* [TASK A]: According to the forum excerpt on random numbers, how many downloads did the zombie game have?

* [EXCERPTED TEXT]:

-- START --

It depends. For numerical simulations, you’ll want to generate true random numbers to check the robustness of your results. So using a CSPRNG/true random to obtain the seed is very useful. For debugging, you pick an injected seed to start with (+ print the production seed if a specific run had a problem and you want to debug). For cryptographic applications you want as secure a random seed into your CSPRNG as possible.


I was once speaking with a group of AAA game developers at Steam Dev Days discussing how to balance random interactions with gameplay. I think everyone with me had worked on larger teams and discussed complex solutions to create balance. My solution was much simpler and was similar to the random walk example in the article - each event of being grabbed by a zombie was generated based on a random chance that only initialized after X seconds from the last time you were grabbed.

The group of AAA devs laughed it off as not being feasible but our game had market validation (10m+ downloads). It made the game fun and eliminated the "I can't believe I got randomly grabbed twice within 5 seconds" type of interactions that make you want to quit.

-- END --

* [SOURCE DATA]:
-- START --

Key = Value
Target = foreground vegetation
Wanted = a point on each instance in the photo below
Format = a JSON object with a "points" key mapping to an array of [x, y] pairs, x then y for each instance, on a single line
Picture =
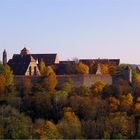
{"points": [[42, 112]]}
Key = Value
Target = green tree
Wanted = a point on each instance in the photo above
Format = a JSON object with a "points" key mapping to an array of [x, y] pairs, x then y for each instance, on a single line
{"points": [[68, 86], [82, 68], [13, 124], [97, 88], [119, 125], [70, 126], [47, 130], [2, 84], [50, 80], [42, 67], [9, 78], [26, 84]]}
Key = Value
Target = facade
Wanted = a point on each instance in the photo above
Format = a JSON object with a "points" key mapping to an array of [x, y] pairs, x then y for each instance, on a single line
{"points": [[28, 64]]}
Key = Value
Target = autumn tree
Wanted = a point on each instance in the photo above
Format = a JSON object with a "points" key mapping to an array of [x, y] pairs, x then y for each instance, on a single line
{"points": [[126, 102], [2, 84], [9, 77], [14, 125], [26, 84], [137, 105], [47, 130], [42, 67], [104, 68], [50, 80], [82, 68], [97, 88], [68, 85], [136, 85], [118, 124], [70, 126], [114, 104]]}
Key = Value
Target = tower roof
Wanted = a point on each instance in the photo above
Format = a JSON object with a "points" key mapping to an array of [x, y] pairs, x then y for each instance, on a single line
{"points": [[24, 51]]}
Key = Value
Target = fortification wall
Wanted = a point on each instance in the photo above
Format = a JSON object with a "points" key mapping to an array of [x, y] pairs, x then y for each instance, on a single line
{"points": [[78, 80], [84, 80]]}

-- END --

* [TASK B]: Copy every one of the records above word for word, omitting the pictures.

* [COMPLETE RESPONSE A]: 10m+ downloads.

* [COMPLETE RESPONSE B]:
Key = Value
Target = foreground vegetation
Wanted = a point on each instance in the photo below
Format = a JSON object with a "points" key mapping to an array of [x, y] pairs, x then y for each instance, on a single line
Picture =
{"points": [[42, 112]]}
Key = Value
Target = green tree
Wanted = a point on each instance in the photo above
Format = a JSON object with a "points" key mapping to an array of [x, y] pairs, x then y for each instance, on a single line
{"points": [[68, 86], [82, 68], [13, 124], [97, 88], [119, 125], [70, 126], [47, 130], [2, 84], [50, 80], [42, 67], [9, 78], [26, 84]]}
Key = Value
Target = facade
Wanted = a point on each instance in the photo above
Format = a JSON object with a "points" key mapping to an array of [x, y] pairs, x then y for each instance, on a single line
{"points": [[28, 64]]}
Key = Value
Target = autumn tree
Wanted = a point on each instance in the photo above
Format = a JSON object with a "points" key mapping to an array of [x, y] pairs, x then y for each instance, on a single line
{"points": [[126, 102], [2, 84], [9, 77], [14, 125], [26, 84], [137, 105], [47, 130], [42, 67], [104, 68], [50, 80], [82, 68], [97, 88], [68, 85], [136, 85], [118, 124], [70, 126], [114, 104]]}
Key = Value
Target = tower roof
Wanted = a point on each instance in the photo above
Format = a JSON object with a "points" key mapping to an array of [x, y] pairs, x then y for each instance, on a single line
{"points": [[24, 51]]}
Key = Value
Target = fortification wall
Wanted = a point on each instance in the photo above
Format = a JSON object with a "points" key mapping to an array of [x, y] pairs, x then y for each instance, on a single line
{"points": [[78, 80], [84, 80]]}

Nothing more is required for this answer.